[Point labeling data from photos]
—————

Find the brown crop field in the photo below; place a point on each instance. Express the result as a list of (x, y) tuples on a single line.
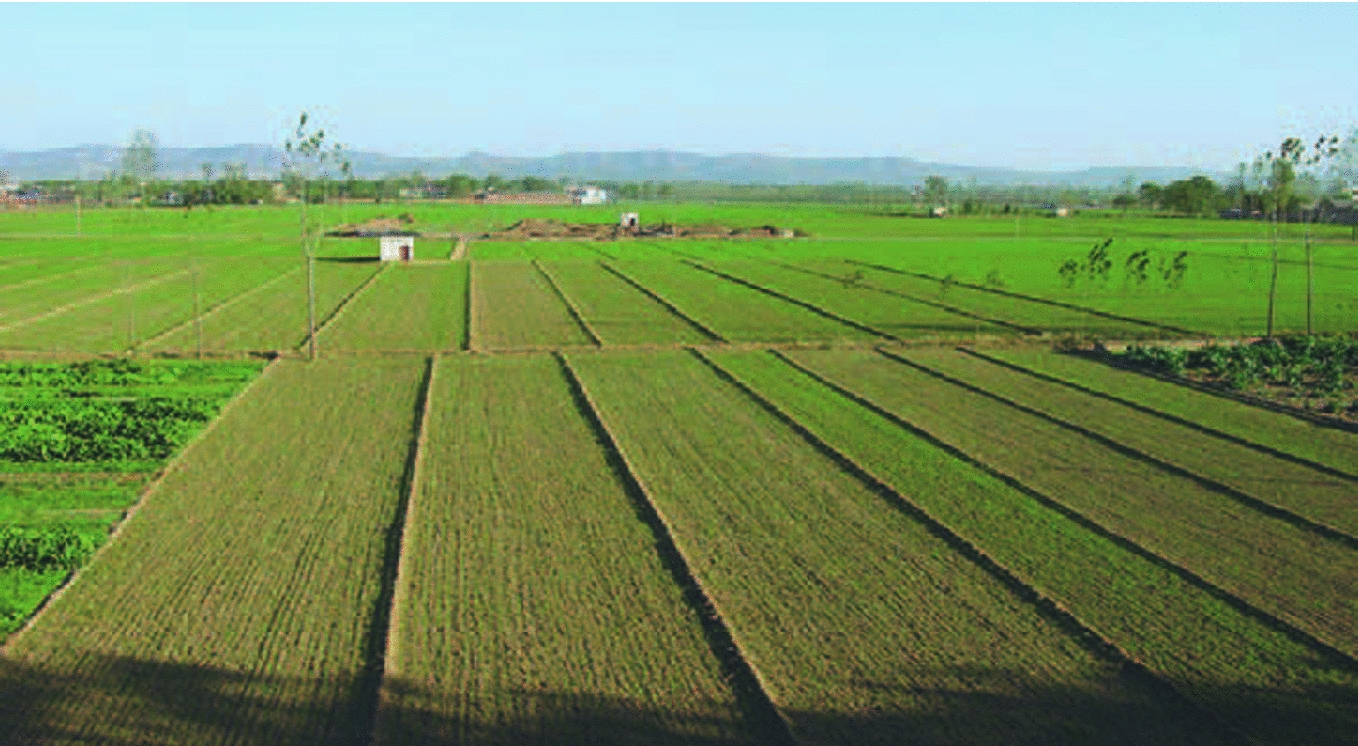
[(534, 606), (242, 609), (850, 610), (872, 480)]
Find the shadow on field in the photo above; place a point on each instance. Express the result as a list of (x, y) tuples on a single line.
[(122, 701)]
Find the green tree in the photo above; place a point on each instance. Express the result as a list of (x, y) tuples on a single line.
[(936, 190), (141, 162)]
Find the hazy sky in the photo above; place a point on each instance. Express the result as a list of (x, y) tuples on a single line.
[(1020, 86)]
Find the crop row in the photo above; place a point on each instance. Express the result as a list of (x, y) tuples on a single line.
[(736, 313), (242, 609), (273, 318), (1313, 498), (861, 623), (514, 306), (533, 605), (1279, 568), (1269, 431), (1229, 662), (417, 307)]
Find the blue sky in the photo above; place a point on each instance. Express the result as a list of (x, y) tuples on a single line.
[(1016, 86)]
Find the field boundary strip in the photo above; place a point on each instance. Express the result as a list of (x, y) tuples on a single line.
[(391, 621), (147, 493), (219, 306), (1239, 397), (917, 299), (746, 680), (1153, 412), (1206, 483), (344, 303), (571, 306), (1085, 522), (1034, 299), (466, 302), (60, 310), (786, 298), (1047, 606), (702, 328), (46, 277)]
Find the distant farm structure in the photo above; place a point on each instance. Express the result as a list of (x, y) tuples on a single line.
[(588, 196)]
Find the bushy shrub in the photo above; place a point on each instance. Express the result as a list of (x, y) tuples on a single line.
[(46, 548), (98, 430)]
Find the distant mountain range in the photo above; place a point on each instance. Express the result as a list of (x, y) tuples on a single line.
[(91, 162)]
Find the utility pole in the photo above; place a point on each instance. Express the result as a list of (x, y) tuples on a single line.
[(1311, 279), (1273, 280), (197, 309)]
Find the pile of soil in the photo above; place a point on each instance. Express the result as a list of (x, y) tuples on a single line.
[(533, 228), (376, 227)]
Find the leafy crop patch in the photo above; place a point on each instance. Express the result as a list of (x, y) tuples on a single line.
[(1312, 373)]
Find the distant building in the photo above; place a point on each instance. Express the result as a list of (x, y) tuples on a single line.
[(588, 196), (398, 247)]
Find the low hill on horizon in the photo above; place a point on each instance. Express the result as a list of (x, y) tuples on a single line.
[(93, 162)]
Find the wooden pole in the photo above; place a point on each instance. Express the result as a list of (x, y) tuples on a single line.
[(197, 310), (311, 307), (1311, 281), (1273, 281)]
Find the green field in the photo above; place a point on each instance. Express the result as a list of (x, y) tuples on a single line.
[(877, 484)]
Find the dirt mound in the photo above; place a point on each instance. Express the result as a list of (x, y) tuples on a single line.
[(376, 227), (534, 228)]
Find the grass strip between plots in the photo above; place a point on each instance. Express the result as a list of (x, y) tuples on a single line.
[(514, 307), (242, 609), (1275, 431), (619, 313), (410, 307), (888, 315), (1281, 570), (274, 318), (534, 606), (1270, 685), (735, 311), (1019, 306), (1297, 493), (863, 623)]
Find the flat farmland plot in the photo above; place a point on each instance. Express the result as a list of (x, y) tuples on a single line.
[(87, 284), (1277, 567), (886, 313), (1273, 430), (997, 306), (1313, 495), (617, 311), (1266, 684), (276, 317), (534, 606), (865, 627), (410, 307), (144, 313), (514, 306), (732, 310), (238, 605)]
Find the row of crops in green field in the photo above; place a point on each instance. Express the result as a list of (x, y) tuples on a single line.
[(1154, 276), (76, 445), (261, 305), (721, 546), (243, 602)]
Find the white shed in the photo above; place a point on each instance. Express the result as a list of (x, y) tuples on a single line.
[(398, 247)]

—————

Could you render every line of the records above as a Markdown table with the columns "Row" and "Line," skipping blank lines and leaving out the pictures?

| Row | Line |
|---|---|
| 1 | Find the brown crop field in the photo below; place a point on each instance. Express the result as a list of (x, y) tuples on a single line. |
| 2 | [(534, 606), (242, 609), (850, 610), (872, 480)] |
| 3 | Find the shadow on field in the photo above; place a point on each instance. Express the result as a list of (x, y) tuples on a single line. |
| 4 | [(122, 701)] |
| 5 | Find the green tree in the photo above; place a point on each instance. Express the result as a list of (x, y) tuples on a single line. |
| 6 | [(936, 190), (141, 162)] |
| 7 | Find the hazy sky in the photo above; place a point on each instance. Express the result as a list of (x, y) tuples on a single line. |
| 8 | [(1020, 86)] |
| 9 | Find the crop row in the photo above; place a point on each instance. Express the result as a list of (x, y) tuples on a single line. |
| 10 | [(736, 313), (242, 609), (273, 318), (1313, 498), (861, 623), (514, 306), (533, 605), (1279, 568), (1269, 431), (1229, 662), (417, 307)] |
| 11 | Find the blue sky in the photo above; place a point on each instance. Express the result as a list of (x, y) tuples on a single line. |
| 12 | [(1016, 86)] |
| 13 | Find the field boundary strip in the photo above; place a point on each instance. Express the result as a list of (x, y) tuples on a single line. |
| 14 | [(391, 621), (147, 493), (219, 306), (1239, 397), (917, 299), (746, 680), (1153, 412), (1206, 483), (344, 303), (571, 306), (1085, 522), (1034, 299), (466, 302), (60, 310), (786, 298), (1047, 606), (702, 328), (46, 277)] |
| 15 | Find the distant farm structure in the photo above; place a point on each instance. Express the result as a list of (x, y) tuples on a single line. |
| 16 | [(588, 196)] |
| 17 | Find the bushy shrub in the photo above; place a point on each instance. Express the result as a list of (x, y) tuples on a single line. |
| 18 | [(46, 548), (98, 430)] |
| 19 | Find the distant mountain range in the photo above; place a point on each instance. Express the result as a list of (x, y) tuples on a single line. |
| 20 | [(91, 162)] |
| 21 | Find the utility pole in the photo above; place a point on each instance. Express the result as a list of (x, y) tuples on a single line. |
| 22 | [(1311, 279), (1273, 280), (197, 309)] |
| 23 | Find the pile of soil in the photo above; place a point on each instance. Express the result as a list of (x, y) tuples on a single line. |
| 24 | [(533, 228), (376, 227)] |
| 25 | Find the leafy crop patch in the photo above; place a point on each instance. Express the result as a list of (x, y) tuples on a single line. |
| 26 | [(1312, 373)] |
| 27 | Find the distant building in the photo above; place a point on each instance. Express the result as a list of (x, y) tuples on a single line. |
| 28 | [(588, 196), (398, 247)] |
| 29 | Find the low hill on horizon in the photo above; place a point on each instance. Express the result as a list of (x, y) tuples on a single line. |
| 30 | [(93, 162)] |
| 31 | Find the wooden pole in the photo above; place a point on each instance. Express the result as a list of (x, y) tuples on a single line. |
| 32 | [(197, 310), (311, 307), (1311, 281), (1273, 281)] |
| 33 | Find the green field in the photo above; place a point on each instance. Express the result as a list of (x, y) tuples on a single line. |
| 34 | [(877, 484)] |
| 35 | Find the dirt mound in the photo above; place a point on each instance. Express the result as a list of (x, y) tuples on a single line. |
| 36 | [(376, 227), (534, 228)] |
| 37 | Find the grass strip between plots in the photo above; place a point on each instance. Express the result as a list of (x, y) tuples on a single line. |
| 38 | [(514, 307), (242, 609), (1275, 431), (619, 313), (410, 307), (888, 315), (1281, 570), (274, 318), (534, 606), (1270, 685), (735, 311), (1019, 306), (1297, 493), (863, 623)] |
| 39 | Find the flat farmland plot in the photo above; place a point on each instance. Express the result as a list of (x, y) tuples on a single line. |
| 40 | [(87, 284), (1277, 567), (886, 313), (1273, 430), (997, 306), (1313, 495), (617, 311), (1266, 684), (276, 317), (534, 606), (865, 627), (410, 307), (144, 313), (514, 306), (732, 310), (238, 605)] |
| 41 | Find the row of crops in green field in the photo above; place a point on each instance. Express the result as a list of (x, y) tuples on a single line. |
| 42 | [(1154, 276), (76, 445), (261, 305), (721, 546), (243, 602)] |
| 43 | Find the white shed in the photo above; place a point on each instance. Express the result as a list of (x, y) tuples on a single line. |
| 44 | [(398, 247)] |